**Set exercise:** Nothing but the lines from the line with "snow-covered roof in the photo above." through the end of the data is to be copied, and each is to be copied exactly.

Position identification records
┌────────

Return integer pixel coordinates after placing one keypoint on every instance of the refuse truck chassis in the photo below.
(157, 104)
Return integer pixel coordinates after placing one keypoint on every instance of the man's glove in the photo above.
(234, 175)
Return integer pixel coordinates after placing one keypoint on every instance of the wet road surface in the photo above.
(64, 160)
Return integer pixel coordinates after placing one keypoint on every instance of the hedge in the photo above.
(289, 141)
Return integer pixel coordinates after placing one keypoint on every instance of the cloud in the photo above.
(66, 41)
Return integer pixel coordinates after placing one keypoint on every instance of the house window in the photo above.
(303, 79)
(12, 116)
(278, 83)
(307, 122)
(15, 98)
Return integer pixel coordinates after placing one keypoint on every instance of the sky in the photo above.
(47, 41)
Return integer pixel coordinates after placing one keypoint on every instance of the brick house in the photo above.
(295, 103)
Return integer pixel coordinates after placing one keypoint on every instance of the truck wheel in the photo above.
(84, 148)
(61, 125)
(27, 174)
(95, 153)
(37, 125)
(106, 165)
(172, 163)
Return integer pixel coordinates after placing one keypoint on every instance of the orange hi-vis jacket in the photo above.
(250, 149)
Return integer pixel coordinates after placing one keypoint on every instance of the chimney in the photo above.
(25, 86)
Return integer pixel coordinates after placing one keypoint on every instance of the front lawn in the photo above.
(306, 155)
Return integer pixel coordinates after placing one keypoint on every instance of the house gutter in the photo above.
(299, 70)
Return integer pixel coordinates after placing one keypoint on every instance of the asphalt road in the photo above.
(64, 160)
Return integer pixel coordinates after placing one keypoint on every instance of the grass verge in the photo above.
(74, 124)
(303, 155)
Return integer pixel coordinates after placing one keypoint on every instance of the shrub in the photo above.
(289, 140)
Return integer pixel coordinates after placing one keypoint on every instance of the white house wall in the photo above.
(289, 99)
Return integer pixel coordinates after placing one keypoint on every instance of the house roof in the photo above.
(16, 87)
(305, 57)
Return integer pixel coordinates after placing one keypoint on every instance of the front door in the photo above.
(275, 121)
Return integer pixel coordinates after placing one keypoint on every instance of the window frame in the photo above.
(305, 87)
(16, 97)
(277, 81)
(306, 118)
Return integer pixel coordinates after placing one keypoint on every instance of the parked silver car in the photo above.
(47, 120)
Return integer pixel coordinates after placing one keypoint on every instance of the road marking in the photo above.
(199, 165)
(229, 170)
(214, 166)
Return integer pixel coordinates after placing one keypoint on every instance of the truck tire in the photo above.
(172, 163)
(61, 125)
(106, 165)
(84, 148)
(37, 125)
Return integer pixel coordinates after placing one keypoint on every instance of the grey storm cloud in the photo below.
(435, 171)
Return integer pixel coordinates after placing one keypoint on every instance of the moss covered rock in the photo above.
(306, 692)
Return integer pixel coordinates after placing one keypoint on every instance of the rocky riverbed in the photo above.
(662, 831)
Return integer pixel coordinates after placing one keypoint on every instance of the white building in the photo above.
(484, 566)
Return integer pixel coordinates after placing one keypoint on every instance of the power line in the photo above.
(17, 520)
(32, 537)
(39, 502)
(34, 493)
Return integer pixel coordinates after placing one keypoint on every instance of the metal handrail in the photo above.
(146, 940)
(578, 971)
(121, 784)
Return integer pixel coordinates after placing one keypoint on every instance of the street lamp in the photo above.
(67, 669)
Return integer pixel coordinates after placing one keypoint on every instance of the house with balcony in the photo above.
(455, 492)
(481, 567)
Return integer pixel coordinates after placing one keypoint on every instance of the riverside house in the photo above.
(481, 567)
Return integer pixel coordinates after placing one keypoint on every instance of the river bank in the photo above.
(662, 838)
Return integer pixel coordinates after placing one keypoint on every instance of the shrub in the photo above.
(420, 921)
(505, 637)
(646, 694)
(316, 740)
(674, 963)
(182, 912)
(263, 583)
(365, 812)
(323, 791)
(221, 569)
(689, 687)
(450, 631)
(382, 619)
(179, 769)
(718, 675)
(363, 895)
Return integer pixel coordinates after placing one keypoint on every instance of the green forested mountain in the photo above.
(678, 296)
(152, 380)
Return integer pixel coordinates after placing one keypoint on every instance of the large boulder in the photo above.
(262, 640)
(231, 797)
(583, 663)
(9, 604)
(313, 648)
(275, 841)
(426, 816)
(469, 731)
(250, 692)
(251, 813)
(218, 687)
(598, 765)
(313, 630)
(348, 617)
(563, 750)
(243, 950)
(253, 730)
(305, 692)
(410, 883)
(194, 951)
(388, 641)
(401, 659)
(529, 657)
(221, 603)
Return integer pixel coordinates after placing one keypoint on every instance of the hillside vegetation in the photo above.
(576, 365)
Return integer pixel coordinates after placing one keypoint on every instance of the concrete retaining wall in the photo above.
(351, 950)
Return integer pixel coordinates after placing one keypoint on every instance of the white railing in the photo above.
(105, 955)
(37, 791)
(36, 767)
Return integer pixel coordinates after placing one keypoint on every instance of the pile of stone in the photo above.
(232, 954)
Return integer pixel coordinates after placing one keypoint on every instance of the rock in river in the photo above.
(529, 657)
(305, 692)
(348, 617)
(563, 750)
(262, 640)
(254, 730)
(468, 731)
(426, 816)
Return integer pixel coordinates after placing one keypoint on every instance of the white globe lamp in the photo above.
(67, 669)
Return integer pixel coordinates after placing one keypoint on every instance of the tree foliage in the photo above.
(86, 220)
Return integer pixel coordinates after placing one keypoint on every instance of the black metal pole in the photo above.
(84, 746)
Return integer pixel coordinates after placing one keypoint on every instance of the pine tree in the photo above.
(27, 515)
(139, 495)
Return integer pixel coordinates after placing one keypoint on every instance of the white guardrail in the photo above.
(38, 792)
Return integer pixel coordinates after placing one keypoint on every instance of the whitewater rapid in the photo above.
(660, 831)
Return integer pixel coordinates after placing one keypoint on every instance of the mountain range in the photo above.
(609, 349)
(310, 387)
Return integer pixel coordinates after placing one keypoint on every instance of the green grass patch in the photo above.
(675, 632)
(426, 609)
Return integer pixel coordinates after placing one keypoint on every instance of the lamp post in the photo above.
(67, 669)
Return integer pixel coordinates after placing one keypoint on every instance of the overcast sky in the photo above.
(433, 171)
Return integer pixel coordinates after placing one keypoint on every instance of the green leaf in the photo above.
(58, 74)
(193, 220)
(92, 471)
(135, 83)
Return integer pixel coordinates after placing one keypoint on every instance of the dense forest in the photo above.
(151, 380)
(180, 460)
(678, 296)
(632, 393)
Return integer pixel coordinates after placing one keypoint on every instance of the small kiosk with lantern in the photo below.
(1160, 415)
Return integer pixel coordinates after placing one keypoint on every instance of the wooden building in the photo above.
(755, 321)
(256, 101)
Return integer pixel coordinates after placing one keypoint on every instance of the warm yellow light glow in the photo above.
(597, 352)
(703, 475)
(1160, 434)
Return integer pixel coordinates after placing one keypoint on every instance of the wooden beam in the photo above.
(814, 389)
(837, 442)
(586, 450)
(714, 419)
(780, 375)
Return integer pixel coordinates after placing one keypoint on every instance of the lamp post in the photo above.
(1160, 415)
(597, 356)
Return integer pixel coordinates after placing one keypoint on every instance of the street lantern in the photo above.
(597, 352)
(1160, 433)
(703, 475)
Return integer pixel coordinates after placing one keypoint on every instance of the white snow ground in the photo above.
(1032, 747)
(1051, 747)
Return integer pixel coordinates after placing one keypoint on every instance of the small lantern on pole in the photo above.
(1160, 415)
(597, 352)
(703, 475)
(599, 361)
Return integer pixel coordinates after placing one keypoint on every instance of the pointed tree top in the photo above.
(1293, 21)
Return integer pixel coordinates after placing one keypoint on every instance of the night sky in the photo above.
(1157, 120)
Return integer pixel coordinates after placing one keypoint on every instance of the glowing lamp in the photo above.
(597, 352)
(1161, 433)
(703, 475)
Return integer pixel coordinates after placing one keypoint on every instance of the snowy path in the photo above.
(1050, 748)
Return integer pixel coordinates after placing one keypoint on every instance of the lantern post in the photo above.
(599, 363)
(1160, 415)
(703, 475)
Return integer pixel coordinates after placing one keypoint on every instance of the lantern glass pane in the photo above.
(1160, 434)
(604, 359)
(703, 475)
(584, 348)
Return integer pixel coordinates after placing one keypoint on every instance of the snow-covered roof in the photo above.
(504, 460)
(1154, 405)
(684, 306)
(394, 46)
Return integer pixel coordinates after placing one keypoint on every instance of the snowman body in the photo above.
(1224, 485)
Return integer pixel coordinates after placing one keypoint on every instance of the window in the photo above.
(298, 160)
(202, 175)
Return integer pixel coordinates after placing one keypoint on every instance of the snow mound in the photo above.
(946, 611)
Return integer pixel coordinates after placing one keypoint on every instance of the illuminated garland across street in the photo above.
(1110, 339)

└────────

**Answer:**
Return integer pixel coordinates after placing one keypoint on every instance of the snow-covered roof in the photo above.
(504, 460)
(1154, 405)
(684, 306)
(394, 46)
Return integer pixel coordinates after placing one keypoint on every instance of the snowman body in the photo above.
(1224, 485)
Return integer pixel coordinates after placing one keypoint on every instance of the window in the photo above.
(298, 160)
(202, 175)
Return integer pixel coordinates after placing one keypoint on every instance of the snow mound in the photo above.
(946, 611)
Return integer pixel coordinates after placing one keypoint on every instance of the illuminated garland across street in the photo above.
(1110, 339)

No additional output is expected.